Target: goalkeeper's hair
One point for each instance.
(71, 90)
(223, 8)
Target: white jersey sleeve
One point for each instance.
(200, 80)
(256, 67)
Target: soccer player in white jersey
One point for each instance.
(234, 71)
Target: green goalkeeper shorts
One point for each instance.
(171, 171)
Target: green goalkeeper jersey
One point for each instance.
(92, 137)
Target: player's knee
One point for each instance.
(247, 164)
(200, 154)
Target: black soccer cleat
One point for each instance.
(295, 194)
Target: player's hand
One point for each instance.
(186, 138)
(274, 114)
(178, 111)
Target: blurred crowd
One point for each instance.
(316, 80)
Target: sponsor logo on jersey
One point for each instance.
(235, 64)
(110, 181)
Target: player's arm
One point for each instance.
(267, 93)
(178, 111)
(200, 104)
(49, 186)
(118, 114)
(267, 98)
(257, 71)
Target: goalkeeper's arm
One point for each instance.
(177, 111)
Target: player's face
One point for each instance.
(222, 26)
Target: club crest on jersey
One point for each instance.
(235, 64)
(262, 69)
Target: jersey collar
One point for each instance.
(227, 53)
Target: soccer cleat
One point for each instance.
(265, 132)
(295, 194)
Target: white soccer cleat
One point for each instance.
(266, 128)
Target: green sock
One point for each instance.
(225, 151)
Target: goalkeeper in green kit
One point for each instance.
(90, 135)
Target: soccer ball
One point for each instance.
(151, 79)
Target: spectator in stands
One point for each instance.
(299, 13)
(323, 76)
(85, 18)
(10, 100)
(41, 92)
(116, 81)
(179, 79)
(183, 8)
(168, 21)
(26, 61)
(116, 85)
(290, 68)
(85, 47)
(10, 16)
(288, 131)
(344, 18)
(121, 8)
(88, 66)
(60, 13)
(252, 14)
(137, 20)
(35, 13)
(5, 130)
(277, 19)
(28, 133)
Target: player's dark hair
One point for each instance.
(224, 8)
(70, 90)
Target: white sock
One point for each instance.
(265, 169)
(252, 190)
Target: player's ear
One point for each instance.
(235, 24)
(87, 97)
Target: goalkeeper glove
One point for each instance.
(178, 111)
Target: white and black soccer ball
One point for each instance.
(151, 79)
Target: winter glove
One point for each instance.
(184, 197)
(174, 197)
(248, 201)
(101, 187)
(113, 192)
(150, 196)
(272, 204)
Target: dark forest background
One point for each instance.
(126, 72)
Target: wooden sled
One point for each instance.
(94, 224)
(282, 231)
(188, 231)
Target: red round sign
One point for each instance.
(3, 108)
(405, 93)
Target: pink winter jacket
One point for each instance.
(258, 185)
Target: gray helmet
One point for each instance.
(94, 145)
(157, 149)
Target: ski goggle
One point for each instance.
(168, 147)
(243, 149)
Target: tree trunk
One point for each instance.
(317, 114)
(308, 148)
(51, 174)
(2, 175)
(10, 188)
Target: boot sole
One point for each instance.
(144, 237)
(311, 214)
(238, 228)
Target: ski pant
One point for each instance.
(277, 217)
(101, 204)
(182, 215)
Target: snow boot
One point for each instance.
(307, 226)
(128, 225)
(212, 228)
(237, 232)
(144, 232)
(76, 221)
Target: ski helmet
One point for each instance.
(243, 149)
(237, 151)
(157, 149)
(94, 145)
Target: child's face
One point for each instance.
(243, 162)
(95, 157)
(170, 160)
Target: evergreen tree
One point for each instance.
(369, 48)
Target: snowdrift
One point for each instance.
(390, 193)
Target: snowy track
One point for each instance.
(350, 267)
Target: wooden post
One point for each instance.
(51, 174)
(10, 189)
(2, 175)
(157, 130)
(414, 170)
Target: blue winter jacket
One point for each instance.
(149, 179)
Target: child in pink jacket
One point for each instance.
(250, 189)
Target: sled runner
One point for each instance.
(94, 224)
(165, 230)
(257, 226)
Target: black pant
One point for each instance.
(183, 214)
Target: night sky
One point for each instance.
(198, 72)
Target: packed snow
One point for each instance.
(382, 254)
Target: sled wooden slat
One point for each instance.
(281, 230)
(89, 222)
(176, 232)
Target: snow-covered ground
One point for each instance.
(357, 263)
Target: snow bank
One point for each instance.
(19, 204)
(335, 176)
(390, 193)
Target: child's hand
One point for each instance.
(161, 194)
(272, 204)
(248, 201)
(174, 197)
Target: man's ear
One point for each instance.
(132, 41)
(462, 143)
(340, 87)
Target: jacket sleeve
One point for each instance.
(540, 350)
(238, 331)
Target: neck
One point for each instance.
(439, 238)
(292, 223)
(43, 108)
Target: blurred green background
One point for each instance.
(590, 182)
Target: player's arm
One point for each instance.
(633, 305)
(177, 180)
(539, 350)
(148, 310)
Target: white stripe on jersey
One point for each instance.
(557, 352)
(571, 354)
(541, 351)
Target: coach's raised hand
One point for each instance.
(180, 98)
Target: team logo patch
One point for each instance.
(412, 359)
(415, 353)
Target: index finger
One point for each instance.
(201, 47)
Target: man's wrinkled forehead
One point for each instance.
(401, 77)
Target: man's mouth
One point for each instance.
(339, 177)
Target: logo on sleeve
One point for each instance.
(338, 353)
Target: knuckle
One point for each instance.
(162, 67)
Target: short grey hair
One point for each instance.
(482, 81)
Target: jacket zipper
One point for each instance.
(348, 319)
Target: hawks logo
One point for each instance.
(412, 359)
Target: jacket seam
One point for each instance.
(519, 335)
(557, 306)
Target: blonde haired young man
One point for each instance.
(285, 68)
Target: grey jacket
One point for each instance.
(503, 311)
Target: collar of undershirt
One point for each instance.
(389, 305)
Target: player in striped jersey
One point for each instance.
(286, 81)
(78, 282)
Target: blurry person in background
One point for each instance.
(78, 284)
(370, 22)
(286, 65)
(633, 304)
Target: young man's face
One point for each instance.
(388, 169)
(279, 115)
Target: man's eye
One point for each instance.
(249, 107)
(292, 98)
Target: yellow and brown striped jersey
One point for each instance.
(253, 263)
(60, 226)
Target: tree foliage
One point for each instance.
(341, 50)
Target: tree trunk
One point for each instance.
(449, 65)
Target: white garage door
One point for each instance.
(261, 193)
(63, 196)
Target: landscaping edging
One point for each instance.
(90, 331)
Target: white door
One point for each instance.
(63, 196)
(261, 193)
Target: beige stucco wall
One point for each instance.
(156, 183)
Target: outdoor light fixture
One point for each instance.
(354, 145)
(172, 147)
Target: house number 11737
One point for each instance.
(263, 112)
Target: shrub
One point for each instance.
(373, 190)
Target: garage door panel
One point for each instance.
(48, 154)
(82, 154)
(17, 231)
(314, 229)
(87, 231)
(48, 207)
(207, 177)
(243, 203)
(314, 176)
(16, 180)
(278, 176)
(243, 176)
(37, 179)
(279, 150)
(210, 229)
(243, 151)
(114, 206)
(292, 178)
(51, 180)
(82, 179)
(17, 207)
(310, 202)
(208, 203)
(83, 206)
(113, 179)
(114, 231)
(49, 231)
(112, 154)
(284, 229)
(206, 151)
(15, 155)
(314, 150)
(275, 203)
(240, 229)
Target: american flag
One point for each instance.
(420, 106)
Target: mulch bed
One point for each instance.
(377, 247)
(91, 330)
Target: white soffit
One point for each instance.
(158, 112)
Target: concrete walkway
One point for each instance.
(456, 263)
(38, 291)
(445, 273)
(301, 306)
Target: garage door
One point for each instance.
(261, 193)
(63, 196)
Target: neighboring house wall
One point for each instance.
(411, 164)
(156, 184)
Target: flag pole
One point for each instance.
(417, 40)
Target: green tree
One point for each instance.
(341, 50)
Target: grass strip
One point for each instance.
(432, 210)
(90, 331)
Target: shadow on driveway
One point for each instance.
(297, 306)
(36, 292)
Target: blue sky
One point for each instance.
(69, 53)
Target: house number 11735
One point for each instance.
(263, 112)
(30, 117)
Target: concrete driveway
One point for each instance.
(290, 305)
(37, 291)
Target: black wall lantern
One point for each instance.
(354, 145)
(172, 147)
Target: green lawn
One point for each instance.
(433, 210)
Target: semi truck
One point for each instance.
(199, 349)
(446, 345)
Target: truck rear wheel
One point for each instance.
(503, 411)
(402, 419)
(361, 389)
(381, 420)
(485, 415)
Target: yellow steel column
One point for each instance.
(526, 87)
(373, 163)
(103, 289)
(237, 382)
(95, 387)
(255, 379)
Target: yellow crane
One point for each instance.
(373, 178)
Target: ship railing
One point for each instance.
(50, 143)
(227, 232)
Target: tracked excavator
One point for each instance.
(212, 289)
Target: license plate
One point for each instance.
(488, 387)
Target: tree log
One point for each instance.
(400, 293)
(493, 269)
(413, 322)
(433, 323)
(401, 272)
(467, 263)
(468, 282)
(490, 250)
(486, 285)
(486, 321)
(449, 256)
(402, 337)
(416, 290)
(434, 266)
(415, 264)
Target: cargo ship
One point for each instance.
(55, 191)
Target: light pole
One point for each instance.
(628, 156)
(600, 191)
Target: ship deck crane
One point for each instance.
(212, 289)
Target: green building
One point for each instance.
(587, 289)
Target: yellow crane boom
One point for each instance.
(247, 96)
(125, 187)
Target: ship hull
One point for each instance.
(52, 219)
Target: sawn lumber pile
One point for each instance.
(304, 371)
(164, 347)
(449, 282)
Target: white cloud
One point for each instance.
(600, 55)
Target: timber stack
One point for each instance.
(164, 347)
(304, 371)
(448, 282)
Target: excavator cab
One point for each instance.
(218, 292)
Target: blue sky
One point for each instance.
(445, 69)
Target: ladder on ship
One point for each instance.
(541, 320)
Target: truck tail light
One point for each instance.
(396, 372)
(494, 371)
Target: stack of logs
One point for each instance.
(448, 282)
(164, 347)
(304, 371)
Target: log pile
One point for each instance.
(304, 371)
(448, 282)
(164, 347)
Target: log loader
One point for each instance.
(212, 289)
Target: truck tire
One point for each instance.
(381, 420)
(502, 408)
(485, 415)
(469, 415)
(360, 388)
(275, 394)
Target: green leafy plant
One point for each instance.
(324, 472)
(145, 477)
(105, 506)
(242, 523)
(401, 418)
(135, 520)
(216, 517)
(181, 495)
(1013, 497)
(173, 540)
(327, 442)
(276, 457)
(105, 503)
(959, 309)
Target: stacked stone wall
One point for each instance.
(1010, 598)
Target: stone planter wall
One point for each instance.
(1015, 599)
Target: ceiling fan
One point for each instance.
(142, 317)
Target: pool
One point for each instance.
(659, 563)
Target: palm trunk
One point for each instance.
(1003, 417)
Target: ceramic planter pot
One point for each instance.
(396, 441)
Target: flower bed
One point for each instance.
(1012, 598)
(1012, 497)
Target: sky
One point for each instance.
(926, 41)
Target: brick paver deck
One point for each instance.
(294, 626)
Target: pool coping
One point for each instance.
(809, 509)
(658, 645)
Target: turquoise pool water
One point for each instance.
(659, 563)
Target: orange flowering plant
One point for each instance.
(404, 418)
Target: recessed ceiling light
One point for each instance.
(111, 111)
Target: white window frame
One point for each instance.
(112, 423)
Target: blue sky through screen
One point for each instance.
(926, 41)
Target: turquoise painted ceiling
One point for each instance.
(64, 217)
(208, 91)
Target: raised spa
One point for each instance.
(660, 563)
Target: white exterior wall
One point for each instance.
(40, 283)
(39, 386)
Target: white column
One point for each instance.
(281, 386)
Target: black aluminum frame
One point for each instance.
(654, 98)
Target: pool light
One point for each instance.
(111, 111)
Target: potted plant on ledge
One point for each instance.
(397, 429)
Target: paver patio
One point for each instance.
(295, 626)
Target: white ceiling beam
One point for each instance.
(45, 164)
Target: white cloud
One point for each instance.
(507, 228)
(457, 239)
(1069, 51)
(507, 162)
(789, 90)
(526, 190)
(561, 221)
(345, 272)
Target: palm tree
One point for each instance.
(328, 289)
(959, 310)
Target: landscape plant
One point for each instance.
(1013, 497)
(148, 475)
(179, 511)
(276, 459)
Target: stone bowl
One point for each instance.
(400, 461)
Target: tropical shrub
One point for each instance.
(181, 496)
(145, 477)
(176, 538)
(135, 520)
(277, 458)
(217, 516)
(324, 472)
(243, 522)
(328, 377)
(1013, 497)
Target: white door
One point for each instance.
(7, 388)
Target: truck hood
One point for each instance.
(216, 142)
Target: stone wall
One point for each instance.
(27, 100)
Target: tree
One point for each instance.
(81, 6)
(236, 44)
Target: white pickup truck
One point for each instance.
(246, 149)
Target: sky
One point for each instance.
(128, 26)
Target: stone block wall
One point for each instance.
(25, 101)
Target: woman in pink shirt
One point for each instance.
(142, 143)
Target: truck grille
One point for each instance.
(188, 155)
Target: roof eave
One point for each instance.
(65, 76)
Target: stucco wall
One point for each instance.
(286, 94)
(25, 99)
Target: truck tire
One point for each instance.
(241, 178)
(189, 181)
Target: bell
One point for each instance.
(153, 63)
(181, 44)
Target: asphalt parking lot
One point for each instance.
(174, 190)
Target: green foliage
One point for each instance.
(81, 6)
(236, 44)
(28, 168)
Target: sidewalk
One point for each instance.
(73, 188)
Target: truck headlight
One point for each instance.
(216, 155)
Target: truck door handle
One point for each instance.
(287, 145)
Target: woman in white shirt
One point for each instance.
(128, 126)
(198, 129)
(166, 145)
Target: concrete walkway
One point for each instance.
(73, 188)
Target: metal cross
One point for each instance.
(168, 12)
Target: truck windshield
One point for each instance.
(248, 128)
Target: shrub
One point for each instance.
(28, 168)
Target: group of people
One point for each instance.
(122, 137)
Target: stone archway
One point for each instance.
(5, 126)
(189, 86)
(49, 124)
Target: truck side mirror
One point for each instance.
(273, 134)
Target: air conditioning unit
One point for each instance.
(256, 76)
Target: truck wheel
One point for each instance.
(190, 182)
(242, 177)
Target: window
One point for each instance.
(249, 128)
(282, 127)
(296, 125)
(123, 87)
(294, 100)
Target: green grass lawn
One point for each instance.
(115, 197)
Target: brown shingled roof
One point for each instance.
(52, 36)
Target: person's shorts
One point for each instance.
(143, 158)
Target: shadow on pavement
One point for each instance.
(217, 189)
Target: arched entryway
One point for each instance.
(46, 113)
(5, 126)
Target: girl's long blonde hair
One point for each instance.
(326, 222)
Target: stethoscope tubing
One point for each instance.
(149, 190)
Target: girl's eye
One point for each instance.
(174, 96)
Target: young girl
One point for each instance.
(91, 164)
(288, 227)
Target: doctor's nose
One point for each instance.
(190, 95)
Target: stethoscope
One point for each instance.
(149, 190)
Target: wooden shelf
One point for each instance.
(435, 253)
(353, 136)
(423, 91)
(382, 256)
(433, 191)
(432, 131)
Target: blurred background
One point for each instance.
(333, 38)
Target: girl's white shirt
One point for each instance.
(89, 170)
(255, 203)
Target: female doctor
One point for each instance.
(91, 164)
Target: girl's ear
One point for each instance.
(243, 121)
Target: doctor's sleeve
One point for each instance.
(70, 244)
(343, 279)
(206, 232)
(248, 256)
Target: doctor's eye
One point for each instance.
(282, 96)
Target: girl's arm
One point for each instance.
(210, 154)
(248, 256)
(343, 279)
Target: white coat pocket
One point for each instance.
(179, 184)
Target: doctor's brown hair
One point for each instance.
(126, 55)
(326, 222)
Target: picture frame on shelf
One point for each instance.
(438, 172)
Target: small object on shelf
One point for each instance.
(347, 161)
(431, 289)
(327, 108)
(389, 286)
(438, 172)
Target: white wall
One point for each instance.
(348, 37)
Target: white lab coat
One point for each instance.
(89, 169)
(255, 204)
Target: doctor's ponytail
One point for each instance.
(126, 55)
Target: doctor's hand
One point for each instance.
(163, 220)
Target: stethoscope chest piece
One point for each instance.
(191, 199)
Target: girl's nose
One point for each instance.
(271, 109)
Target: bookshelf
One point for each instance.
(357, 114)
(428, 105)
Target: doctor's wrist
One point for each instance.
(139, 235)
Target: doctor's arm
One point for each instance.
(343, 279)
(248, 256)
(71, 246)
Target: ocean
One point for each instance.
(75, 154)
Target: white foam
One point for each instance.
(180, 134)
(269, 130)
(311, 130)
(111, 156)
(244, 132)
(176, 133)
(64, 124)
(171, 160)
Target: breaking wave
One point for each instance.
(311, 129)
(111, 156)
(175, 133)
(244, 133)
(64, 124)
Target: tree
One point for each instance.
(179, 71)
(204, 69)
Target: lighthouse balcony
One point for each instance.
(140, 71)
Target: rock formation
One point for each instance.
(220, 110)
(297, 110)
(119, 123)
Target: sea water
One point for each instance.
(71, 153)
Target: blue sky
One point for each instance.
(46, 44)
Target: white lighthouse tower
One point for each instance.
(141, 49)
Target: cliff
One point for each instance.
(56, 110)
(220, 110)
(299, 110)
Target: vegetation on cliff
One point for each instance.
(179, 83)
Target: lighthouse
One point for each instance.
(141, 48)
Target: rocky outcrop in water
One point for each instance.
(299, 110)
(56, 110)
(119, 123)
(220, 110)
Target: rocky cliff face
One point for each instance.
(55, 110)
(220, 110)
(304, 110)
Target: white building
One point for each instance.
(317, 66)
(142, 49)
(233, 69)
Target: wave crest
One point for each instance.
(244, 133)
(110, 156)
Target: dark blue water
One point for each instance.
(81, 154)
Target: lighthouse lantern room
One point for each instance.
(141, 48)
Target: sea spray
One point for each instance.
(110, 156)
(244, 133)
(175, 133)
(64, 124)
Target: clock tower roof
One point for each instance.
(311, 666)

:::

▶ _Objective_
Write out the lines above, starting at the line that contains "Target: sea water" and ending with the final line, and nothing else; copy them exactly.

▶ _Correct response_
Target: sea water
One point for each instance.
(71, 153)
Target: blue sky
One point for each instance.
(46, 44)
Target: white lighthouse tower
One point for each instance.
(141, 49)
Target: cliff
One point for each instance.
(56, 110)
(220, 110)
(299, 110)
Target: vegetation on cliff
One point for each instance.
(179, 83)
Target: lighthouse
One point for each instance.
(141, 48)
Target: rocky outcrop in water
One point for each instance.
(299, 110)
(56, 110)
(119, 123)
(220, 110)
Target: rocky cliff face
One point for each instance.
(55, 110)
(220, 110)
(304, 110)
Target: white building
One point for each instance.
(317, 66)
(142, 49)
(233, 69)
Target: wave crest
One point for each instance.
(244, 133)
(110, 156)
Target: dark blue water
One point for each instance.
(81, 154)
Target: lighthouse lantern room
One point for each instance.
(141, 48)
Target: sea spray
One point for each instance.
(110, 156)
(244, 133)
(175, 133)
(64, 124)
Target: clock tower roof
One point for each instance.
(311, 666)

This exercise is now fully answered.